[Required task]: List every distinct username that appears as a post author in the forum thread below about rating passengers, naming each only once.

[Excerpted text]:
....
# Please rate your PAX accordingly



## chicagoguyPHX (Jul 31, 2015)

Please!!! 
We have too many drivers in the valley and we need to burn off as many these new/idiot drivers that we can.
We should let the newbies waste their time, gas and effort chasing after "properly low rated PAX" so they get tired of UBER and quit.

Here's how I usually rate my PHX PAX

Ride was less than $5 and no tip - One Star
Ride was less than $10 and no tip - Two Stars

Smelly, drunk, vomit, angry, *****y, demanding, complaining, etc... Automatic One Star

Ride was $35 and $10 tip - 5 Stars

Thanks all!

"Rider ratings should be an indicator as to how much a PAX wastes a driver's time and money. If a rider is totally cool, but does nothing but short trips, their rating should fall around three stars. It sounds terrible compared to driver ratings, but isn't going to get their account revoked. People who only take long rides would have a rider rating closer to five stars. Drivers who are actually paying attention could quick cancel lower rated drivers. Even low rated riders will always be able to get picked up since there are always tons of new drivers who don't know better." - (Mike) UberComic http://www.Twitter.com/UberComic


----------



## Chargr (Sep 7, 2015)

You guys are harsh lol. I usually give everyone 5 stars unless they are a-holes. No tipping results in 4 stars some times.


----------



## chicagoguyPHX (Jul 31, 2015)

Chargr said:


> You guys are harsh lol. I usually give everyone 5 stars unless they are a-holes. No tipping results in 4 stars some times.


Well then, how many stars do you give a PAX who tips you $25 on a $5 ride?


----------



## UberBlackPr1nce (Dec 28, 2014)

chicagoguyPHX said:


> Please!!!
> We have too many drivers in the valley and we need to burn off as many these new/idiot drivers that we can.
> We should let the newbies waste their time, gas and effort chasing after "properly low rated PAX" so they get tired of UBER and quit.
> 
> ...


Why did you sign up to be a driver? You clearly don't like to drive...


----------



## Penwize (Aug 29, 2015)

I am not sure how to rate my pax. I started being very generous but learned pax are lying, saying everything was great then find out my rating has dropped dangerously low. I have decided if drunk they are going to lose at one star. New rule, no shouting or being obnoxiously load. I have also decIded to break down and get the damn water and candy, and some of that powdered aspirin. I haven't worn make-up in years but will start again. I stopped because it was too expensive. I am on disability and hoping to get off it one day. 

How do ya'll dress?


----------



## George Jett (Nov 22, 2014)

Giving someone a 1 star will result in you never getting that passenger again... meaning the system will not pair you with that driver/pax


----------



## Chicago-uber (Jun 18, 2014)

George Jett said:


> Giving someone a 1 star will result in you never getting that passenger again... meaning the system will not pair you with that driver/pax


Wrong!!


----------



## MrBear (Mar 14, 2015)

I've rated a smelly customer a 1 star 3 times and I still get pings from him


----------



## Emp9 (Apr 9, 2015)

Chicago-uber said:


> Wrong!!


yeah thats not true. you are right. i was paired with my worst pax again. lucky for me i spotted it was him by face and said oh hell no , you ass and canceled.
....
[Stored records]:
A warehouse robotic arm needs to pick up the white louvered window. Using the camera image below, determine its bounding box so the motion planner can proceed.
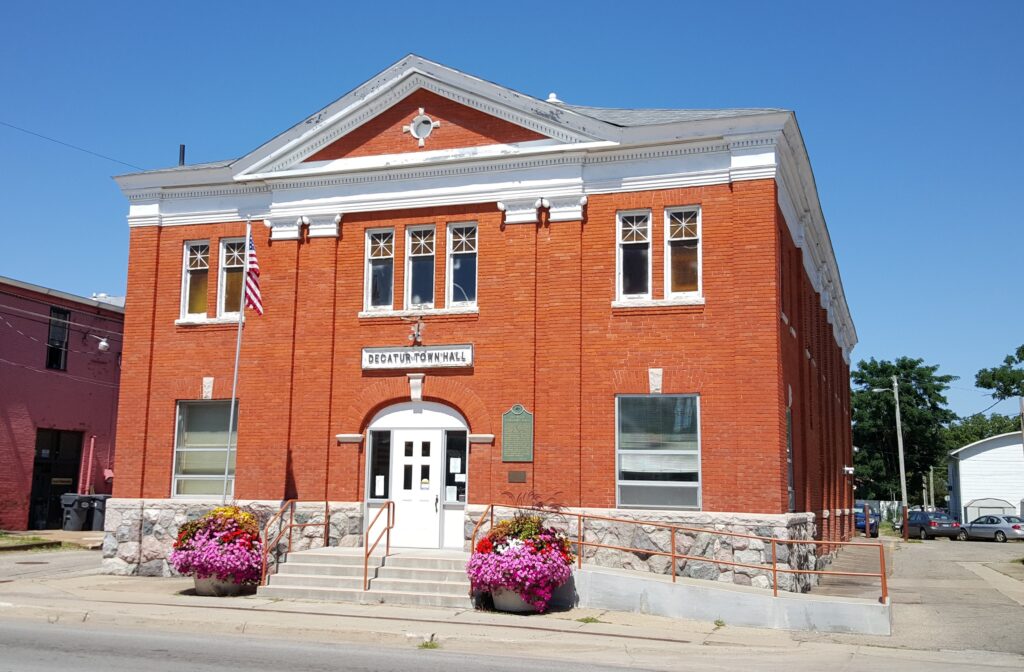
[366,228,394,310]
[615,394,700,509]
[406,226,434,308]
[181,241,210,319]
[447,223,477,306]
[665,207,700,297]
[615,211,651,300]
....
[Reply]: chicagoguyPHX, Chargr, UberBlackPr1nce, Penwize, George Jett, Chicago-uber, MrBear, Emp9